* **What you should do**
Since the copy must match the original, write out each record word for word, skipping only the pictures.

* **Recorded information**
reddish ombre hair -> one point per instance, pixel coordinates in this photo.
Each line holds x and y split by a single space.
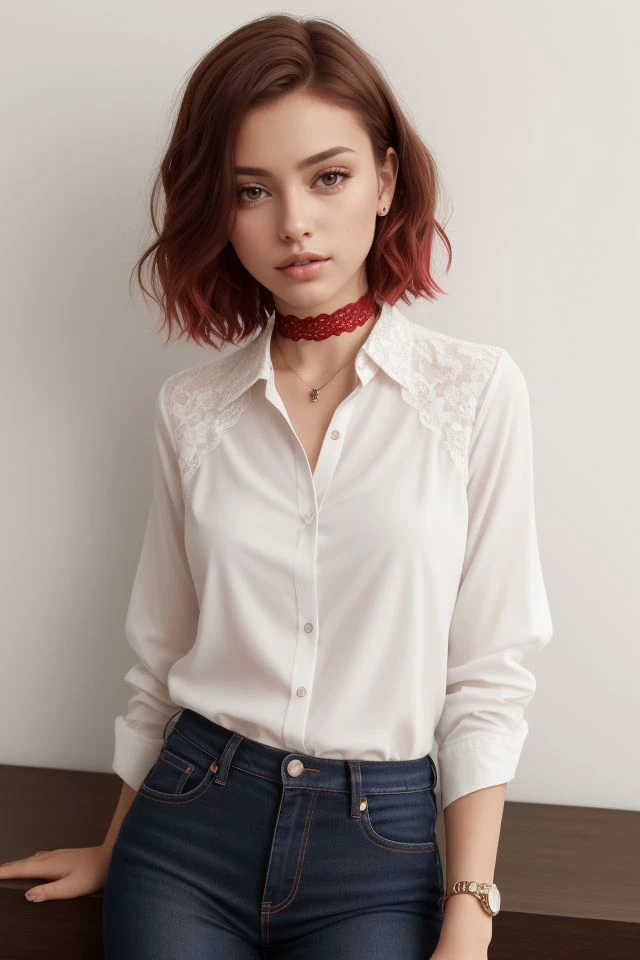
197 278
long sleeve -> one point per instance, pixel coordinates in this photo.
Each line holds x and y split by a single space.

* **Output of the task**
reddish ombre hair -> one point per instance, pixel coordinates in this photo.
Each line holds x and y split by a single space.
197 278
long sleeve -> one point per instance, pixel coordinates in this photo.
Each line holds x and y split by a single space.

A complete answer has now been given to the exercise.